### Instructions to follow
Give an exact copy of the lines of the records below, starting at the line containing "Mark the pile" and running to the end.

─── Provided records ───

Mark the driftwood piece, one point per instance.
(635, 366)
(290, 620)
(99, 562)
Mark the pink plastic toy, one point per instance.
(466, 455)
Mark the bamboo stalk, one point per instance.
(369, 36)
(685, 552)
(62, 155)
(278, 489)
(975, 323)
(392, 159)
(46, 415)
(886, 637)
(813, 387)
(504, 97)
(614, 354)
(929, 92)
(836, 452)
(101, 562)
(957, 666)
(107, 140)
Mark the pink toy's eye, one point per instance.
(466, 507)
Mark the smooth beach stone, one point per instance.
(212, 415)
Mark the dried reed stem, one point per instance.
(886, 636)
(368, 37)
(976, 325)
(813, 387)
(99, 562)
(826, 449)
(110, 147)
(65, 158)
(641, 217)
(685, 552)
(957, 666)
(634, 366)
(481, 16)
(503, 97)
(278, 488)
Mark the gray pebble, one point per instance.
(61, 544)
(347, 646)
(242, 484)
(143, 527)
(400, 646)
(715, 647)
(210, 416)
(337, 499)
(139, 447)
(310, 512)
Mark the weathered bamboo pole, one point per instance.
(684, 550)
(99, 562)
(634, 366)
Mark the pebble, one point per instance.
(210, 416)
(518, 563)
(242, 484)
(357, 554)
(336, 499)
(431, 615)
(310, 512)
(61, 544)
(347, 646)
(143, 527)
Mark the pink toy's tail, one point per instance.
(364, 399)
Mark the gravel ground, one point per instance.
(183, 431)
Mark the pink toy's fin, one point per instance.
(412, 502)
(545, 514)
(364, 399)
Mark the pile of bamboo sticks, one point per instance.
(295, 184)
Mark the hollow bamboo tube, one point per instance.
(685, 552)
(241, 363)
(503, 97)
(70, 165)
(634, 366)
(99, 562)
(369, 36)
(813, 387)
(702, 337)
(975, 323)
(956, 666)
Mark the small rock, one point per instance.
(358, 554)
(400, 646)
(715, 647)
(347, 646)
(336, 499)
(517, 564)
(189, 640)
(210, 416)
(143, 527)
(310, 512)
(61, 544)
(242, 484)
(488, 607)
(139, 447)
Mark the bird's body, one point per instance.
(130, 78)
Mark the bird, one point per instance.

───

### Response below
Mark the pile of bamboo sticks, one point per instance.
(295, 184)
Mark the hollow bamboo tube, one point per instance.
(685, 552)
(241, 363)
(503, 97)
(70, 165)
(634, 366)
(99, 562)
(369, 36)
(813, 387)
(702, 337)
(975, 323)
(956, 666)
Mark the small rock, one point per instance.
(358, 554)
(400, 646)
(715, 647)
(347, 646)
(336, 499)
(517, 564)
(189, 640)
(210, 416)
(143, 527)
(310, 512)
(61, 544)
(242, 484)
(488, 607)
(139, 447)
Mark the bird's body, one point per instance.
(130, 78)
Mark the bird, one point per instance.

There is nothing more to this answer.